- _RECORDS PROVIDED_
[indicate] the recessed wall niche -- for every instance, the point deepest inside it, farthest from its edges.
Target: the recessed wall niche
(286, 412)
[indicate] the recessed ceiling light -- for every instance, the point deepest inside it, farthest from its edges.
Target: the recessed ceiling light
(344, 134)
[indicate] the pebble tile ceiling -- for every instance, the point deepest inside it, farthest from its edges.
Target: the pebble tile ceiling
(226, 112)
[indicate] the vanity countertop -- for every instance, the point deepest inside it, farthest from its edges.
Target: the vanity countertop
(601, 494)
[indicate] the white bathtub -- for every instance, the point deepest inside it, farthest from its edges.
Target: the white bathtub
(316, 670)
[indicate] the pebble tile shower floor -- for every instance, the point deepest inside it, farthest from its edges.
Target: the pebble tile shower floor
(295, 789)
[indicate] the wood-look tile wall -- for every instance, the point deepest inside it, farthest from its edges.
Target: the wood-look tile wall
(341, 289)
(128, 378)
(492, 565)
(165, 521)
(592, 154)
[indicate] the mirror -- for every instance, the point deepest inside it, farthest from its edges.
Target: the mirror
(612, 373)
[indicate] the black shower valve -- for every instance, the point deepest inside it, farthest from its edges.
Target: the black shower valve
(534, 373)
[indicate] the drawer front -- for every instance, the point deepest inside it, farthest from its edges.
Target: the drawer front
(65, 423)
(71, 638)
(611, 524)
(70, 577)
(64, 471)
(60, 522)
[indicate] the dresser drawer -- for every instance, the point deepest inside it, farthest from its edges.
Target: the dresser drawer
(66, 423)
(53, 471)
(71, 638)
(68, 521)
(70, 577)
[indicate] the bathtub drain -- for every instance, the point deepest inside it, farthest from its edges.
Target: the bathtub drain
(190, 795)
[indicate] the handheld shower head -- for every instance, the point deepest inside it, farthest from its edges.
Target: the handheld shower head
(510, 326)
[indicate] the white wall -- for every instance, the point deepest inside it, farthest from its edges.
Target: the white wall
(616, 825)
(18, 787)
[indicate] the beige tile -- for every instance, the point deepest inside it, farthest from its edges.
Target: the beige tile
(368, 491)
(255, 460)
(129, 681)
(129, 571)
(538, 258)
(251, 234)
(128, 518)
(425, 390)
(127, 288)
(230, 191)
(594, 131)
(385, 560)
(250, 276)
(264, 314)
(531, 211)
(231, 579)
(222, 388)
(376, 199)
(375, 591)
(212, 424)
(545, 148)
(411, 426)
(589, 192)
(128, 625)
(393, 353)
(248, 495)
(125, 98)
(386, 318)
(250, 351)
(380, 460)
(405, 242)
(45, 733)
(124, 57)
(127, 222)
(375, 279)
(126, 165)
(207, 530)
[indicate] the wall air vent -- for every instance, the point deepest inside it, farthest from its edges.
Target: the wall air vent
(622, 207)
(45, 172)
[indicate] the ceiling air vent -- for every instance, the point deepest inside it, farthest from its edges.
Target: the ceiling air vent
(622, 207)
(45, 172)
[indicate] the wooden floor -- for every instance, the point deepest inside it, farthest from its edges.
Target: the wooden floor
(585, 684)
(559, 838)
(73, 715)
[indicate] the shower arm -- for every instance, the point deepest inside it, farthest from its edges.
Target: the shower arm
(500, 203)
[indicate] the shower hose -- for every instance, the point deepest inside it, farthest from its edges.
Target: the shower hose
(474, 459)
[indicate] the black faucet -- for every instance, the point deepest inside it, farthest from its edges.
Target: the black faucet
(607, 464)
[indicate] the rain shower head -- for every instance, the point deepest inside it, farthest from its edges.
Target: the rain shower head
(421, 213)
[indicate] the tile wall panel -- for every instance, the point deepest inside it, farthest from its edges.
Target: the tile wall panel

- _TASK GOAL_
Copy out again, word for word, the stretch from the line of the items above that contains "[indicate] the tile" through the end of the items.

- _ANSWER FOR THIS EXERCISE_
[indicate] the tile wall panel -- for every instance, the point deepest inside it, farthest from its edges.
Target: the tile wall panel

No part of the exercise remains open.